* _TASK ITEM A_
Translate this sentence from the CDC division overview into Spanish: "Healthy community design is no longer a funded program."
* _TASK ITEM B_
From the CDC division overview, copy out the text between "- Inspects cruise" and "public health practices.", inclusive.

* _QUOTED PASSAGE_
=====

Emergency and Environmental Health Services: Improving the Practice of Environmental Health
Learn how CDC’s National Center for Environmental Health/Division of Emergency and Environmental Health Services advances environmental public health practice and emergency preparedness and response efforts to better serve and protect the health of all people in the United States.
The division has four programs: chemical weapons elimination, environmental health services, childhood lead poisoning prevention, and cruise ship (vessel) sanitation. Healthy community design is no longer a funded program.
Protects public health and safety by reviewing, advising, and making recommendations on the safe disposal and transportation of stockpile and nonstockpile chemical warfare agents and providing technical guidance for issues involving highly hazardous chemicals. The Chemical Weapons Elimination team emphasizes prevention with vigilance.
Under the program’s independent oversight for more than 40 years, the U.S. Army has destroyed chemical warfare agents at seven of the nine U.S. disposal facility sites. Facilities are under construction to destroy chemical warfare agents at the two remaining sites: Blue Grass, Kentucky; and Pueblo, Colorado.
Tracks and prevents childhood lead poisoning.
The Childhood Lead Poisoning Prevention Program provides
- Lead surveillance. Surveillance data are used by CDC, health departments, and other agencies to target limited resources to the highest risk children and to track incidence and risk factors.
- Technical expertise. Provides guidance and assistance (when possible) for determining lead exposure and recommended response.
Provides practice-based research, training, tools and guidance for environmental health practitioners and programs serving states, tribes, localities, and territories. Explore the program’s resources on
- Food Safety - Preventing foodborne illnesses and outbreaks;
- Safe Water - Keeping water safe, particularly recreational water and private wells; and
- Performance Improvement - Improving the performance of environmental health programs.
Assists the cruise ship industry to prevent and control the introduction, transmission, and spread of gastrointestinal illnesses on cruise ships. The Vessel Sanitation Program operates under the authority of the Public Health Service Act (42 U.S.C. Section 264 Quarantine and Inspection Regulations to Control Communicable Diseases).
- Inspects cruise ships via periodic, unannounced operational sanitation inspections and scheduled construction inspections.
- Monitors gastrointestinal illnesses and investigates or responds to outbreaks.
- Trains cruise ship employees on public health practices.

=====

* _EXTRACTED RECORDS_
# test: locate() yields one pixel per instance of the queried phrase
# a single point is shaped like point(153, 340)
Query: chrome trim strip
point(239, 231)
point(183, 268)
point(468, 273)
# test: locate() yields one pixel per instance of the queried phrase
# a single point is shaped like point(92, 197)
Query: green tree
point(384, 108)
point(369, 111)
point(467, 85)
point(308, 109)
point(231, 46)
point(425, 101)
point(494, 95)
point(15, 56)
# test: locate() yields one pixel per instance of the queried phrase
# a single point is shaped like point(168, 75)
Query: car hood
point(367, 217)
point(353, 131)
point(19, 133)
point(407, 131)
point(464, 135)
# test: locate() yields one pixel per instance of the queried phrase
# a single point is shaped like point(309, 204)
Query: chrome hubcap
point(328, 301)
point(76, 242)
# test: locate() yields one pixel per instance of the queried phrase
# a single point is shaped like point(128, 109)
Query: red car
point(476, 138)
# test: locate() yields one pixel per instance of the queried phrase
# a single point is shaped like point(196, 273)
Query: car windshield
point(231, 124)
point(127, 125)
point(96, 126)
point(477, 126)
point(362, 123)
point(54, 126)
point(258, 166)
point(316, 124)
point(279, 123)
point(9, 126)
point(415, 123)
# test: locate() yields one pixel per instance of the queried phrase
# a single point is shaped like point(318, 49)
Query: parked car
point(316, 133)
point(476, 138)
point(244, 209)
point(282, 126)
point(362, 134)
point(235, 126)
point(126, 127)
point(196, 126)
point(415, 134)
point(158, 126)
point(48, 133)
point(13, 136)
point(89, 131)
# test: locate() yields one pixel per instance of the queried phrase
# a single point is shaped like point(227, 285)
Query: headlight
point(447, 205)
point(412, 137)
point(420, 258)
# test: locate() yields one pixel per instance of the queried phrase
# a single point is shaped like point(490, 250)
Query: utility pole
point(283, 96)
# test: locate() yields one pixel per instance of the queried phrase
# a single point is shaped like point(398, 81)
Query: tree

=====

* _RESPONSE A_
El diseño de comunidades saludables ya no es un programa financiado.

* _RESPONSE B_
- Inspects cruise ships via periodic, unannounced operational sanitation inspections and scheduled construction inspections.
- Monitors gastrointestinal illnesses and investigates or responds to outbreaks.
- Trains cruise ship employees on public health practices.